==== AVAILABLE DATA

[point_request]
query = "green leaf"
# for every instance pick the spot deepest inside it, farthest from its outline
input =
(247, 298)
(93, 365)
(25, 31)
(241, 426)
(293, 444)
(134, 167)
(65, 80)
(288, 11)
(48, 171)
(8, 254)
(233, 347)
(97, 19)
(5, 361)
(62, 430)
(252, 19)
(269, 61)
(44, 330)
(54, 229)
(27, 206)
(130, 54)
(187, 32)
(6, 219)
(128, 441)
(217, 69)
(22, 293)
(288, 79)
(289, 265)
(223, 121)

========
==== AVAILABLE DATA

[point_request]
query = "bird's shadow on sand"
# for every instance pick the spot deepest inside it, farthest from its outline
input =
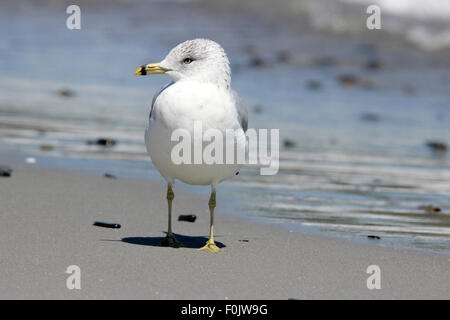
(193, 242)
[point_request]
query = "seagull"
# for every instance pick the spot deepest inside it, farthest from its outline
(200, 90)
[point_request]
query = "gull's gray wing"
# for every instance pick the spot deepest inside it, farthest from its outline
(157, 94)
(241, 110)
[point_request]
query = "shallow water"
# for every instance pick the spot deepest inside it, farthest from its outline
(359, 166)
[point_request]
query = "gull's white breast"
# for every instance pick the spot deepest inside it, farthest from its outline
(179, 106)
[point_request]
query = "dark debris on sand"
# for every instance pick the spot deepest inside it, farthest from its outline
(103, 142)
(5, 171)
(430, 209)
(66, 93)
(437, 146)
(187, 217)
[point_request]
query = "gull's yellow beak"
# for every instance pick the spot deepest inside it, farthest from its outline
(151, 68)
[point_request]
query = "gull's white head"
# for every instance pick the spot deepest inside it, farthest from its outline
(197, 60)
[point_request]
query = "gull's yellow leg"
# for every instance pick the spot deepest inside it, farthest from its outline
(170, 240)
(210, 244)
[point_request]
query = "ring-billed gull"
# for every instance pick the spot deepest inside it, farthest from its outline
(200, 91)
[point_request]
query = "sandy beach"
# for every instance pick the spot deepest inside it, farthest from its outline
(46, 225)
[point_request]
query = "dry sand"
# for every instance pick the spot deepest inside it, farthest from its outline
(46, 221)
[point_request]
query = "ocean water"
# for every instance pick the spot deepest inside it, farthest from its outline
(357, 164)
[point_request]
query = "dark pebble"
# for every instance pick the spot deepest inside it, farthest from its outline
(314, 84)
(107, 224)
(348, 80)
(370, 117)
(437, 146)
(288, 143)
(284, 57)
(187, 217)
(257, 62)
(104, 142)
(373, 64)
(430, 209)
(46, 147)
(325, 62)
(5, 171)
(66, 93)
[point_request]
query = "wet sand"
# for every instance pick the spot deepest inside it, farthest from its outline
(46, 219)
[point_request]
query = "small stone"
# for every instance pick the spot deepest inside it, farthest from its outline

========

_SET TASK_. Pull out each line of the rows above that contains the string "dark".

_TASK ANSWER_.
query = "dark debris on sand"
query = "dark pebble"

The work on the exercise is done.